* **DIRECTIONS FOR THIS TASK**
In the listing that follows, the range to quote begins at the line that has "Thanks for the photo. Could you please mark the residential" and ends after the line that has "Thanks for the photo. Could you please mark the suburban"; quote it verbatim and add nothing.

* **RECORDS TO PROCESS**
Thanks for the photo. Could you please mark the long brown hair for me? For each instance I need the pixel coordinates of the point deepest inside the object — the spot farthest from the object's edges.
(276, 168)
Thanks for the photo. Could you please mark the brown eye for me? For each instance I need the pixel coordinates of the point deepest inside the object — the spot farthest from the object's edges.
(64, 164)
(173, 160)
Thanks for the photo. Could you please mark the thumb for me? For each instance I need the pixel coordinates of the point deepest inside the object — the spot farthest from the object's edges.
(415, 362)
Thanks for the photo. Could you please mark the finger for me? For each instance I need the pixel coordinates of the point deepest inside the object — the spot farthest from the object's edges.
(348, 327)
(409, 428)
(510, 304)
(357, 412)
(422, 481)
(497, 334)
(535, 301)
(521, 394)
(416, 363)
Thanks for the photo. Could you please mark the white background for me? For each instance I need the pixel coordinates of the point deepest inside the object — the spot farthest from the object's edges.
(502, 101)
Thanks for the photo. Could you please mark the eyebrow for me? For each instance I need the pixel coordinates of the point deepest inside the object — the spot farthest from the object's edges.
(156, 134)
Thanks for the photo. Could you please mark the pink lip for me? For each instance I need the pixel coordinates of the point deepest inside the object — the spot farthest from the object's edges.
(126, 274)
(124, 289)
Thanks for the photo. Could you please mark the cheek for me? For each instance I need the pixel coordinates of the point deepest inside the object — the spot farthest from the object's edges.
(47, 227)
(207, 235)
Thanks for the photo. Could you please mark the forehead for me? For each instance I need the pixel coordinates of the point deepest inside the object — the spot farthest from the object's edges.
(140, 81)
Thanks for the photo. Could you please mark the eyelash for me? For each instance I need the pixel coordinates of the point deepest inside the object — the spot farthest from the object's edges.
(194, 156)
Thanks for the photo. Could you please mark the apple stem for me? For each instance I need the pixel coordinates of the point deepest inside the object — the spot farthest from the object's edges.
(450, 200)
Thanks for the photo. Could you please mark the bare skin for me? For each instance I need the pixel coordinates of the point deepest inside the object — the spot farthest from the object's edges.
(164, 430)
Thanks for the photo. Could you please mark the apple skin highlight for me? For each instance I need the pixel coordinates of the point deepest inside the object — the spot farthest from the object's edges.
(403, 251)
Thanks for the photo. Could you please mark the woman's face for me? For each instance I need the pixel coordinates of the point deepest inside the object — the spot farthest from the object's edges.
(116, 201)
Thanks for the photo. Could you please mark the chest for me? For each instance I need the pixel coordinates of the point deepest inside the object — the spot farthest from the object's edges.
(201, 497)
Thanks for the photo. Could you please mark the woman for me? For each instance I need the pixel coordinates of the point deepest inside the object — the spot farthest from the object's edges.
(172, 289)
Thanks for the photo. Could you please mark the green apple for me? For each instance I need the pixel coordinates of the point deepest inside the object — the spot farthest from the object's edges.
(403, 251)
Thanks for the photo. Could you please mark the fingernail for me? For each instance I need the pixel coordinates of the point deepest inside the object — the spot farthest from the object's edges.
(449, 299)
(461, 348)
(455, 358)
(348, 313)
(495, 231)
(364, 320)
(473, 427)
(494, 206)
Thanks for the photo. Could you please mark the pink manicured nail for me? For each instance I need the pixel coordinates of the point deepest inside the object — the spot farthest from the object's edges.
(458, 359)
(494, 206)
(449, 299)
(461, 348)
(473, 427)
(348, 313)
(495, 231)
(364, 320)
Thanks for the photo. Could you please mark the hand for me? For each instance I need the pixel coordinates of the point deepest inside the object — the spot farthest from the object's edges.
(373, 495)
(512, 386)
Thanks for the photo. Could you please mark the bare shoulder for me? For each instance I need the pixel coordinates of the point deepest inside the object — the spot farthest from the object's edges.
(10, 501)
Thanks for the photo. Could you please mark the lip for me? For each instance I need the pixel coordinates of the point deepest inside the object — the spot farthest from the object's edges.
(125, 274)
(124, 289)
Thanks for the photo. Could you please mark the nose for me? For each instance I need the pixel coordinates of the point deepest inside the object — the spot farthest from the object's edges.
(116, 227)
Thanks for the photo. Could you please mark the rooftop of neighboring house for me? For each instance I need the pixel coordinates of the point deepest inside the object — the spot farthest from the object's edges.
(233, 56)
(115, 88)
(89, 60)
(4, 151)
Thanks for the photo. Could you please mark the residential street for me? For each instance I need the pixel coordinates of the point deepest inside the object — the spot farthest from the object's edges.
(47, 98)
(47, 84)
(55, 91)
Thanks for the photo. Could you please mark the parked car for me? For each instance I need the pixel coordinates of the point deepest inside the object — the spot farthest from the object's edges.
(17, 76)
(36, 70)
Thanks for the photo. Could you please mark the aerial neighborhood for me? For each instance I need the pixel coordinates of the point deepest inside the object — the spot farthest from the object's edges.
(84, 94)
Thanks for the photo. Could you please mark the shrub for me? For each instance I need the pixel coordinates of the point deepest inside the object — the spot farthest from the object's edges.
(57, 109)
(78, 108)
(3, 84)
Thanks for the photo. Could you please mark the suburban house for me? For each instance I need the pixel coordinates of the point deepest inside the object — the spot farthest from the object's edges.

* * *

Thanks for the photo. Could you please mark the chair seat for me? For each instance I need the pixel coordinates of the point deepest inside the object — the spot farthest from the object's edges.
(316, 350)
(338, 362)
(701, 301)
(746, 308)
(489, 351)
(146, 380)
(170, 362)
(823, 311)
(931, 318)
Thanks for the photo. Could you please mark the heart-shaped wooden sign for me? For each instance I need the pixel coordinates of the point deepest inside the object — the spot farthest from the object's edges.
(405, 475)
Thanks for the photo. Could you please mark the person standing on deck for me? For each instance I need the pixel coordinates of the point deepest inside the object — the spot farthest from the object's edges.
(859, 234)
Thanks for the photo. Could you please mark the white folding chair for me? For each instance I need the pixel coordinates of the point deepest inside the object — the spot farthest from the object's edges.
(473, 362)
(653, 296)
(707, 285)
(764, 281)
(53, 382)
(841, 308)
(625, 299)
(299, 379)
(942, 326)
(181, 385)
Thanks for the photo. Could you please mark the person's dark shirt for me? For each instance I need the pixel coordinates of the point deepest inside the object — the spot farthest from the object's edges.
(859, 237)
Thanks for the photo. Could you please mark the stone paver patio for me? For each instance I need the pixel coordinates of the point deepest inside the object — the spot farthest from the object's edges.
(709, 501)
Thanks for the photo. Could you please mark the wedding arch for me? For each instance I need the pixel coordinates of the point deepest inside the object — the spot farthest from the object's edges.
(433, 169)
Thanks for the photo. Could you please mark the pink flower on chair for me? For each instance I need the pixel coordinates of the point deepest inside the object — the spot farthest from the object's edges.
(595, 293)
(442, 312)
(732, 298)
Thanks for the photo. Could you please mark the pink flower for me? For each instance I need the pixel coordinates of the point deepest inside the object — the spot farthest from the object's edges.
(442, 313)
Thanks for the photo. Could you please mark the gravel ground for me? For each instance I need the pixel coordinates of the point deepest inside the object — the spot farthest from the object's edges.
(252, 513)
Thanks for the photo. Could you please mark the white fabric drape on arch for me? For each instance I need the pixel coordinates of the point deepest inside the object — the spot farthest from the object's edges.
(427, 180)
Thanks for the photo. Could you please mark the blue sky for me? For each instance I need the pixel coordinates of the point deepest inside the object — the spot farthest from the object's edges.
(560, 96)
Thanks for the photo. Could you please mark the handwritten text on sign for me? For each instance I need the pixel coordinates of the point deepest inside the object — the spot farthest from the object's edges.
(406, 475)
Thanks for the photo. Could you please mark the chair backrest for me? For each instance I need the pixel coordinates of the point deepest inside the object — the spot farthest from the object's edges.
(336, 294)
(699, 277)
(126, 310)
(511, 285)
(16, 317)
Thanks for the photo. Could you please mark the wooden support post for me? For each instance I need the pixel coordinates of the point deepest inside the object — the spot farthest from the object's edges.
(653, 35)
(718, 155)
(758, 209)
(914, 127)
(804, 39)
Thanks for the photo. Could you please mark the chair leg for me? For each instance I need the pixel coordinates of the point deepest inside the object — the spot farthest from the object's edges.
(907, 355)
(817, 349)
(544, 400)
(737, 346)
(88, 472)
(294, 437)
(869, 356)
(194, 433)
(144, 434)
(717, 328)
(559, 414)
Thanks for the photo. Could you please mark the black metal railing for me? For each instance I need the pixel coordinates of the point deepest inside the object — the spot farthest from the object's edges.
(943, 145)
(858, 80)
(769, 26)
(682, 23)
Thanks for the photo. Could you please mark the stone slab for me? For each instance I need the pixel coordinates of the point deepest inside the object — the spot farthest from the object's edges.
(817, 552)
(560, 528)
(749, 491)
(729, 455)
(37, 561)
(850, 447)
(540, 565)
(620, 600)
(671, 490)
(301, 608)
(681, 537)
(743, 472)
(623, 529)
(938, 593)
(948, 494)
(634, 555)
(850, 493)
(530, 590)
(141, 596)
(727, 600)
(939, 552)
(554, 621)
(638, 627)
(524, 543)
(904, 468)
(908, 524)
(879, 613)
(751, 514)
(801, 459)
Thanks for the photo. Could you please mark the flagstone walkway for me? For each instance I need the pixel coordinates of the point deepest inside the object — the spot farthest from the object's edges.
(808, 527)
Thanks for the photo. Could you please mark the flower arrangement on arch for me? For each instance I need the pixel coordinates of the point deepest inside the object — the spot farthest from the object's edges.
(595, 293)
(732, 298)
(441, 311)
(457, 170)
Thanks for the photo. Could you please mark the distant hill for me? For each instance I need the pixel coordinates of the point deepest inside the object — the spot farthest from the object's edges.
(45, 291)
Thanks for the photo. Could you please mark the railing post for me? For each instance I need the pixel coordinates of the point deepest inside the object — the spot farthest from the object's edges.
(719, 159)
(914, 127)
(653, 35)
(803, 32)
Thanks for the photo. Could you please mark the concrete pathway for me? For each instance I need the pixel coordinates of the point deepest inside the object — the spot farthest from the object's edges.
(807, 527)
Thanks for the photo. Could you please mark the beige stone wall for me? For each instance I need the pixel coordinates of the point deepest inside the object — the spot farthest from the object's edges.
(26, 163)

...

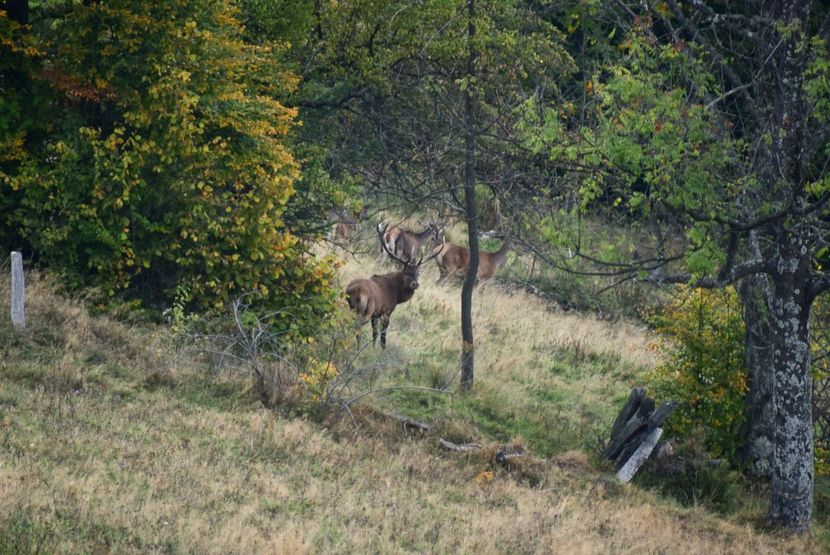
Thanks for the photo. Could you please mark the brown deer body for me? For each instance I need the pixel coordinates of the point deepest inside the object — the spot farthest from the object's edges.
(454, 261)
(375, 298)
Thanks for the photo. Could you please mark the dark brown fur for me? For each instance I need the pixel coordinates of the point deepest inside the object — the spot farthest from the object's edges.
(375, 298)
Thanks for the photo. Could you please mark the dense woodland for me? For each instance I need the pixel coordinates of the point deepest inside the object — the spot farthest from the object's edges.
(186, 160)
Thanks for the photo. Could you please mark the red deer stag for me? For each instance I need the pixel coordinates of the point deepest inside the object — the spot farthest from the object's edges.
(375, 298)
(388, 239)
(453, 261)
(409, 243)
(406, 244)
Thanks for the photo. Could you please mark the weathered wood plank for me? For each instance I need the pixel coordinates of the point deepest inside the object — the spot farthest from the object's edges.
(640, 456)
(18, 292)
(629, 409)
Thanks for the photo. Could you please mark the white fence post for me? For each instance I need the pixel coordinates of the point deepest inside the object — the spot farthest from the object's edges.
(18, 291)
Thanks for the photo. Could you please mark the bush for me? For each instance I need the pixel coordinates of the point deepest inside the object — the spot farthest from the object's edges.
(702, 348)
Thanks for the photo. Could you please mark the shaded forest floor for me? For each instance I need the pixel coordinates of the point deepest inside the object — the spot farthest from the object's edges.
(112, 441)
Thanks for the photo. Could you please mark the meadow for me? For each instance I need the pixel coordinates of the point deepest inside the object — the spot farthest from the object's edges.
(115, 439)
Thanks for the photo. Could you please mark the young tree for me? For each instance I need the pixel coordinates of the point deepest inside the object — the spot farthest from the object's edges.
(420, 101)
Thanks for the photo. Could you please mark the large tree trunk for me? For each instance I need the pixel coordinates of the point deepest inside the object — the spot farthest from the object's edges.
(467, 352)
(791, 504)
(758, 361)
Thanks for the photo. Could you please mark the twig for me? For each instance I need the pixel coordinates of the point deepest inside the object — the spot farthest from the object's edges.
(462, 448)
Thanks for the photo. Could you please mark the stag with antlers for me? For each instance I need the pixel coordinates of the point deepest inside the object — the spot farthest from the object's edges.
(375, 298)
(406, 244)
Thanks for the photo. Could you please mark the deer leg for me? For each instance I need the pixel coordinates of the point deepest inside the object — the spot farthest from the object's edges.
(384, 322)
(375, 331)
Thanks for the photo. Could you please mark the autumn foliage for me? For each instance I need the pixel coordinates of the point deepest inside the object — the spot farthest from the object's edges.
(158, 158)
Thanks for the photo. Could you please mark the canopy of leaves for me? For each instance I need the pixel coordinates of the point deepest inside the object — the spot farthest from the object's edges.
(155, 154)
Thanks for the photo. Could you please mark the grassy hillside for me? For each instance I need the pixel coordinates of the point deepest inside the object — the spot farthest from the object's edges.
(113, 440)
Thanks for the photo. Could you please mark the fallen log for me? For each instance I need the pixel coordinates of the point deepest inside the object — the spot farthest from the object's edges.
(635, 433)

* **SOLUTION FOR THIS TASK**
Thanks for the photo. Could you please mark the residential street for me? For each instance I need the pixel coordinates of the point deepest inside the object — the spot farthest from the object's edges.
(47, 98)
(47, 84)
(55, 91)
Thanks for the photo. Could you please mark the parked car for me? For each instance I need the pixel coordinates of the point deepest inside the object — the spot farthest from the object's edges.
(17, 76)
(36, 70)
Thanks for the photo. Could you please mark the aerial neighborhood for me? For each instance I need the pixel coordinates of the point deepest inside the object — the spot farthest from the object's edges.
(84, 94)
Thanks for the photo. Could you please mark the shrub for me? For each instance I need the pixel coordinates of the point deepest inside the object — the spot farthest from the object's edges.
(57, 109)
(78, 108)
(3, 84)
Thanks for the photo. Could you please mark the suburban house for me? For each instance I need the pixel coordinates of the point deepest inside the object — the spot farthest from the object's edges.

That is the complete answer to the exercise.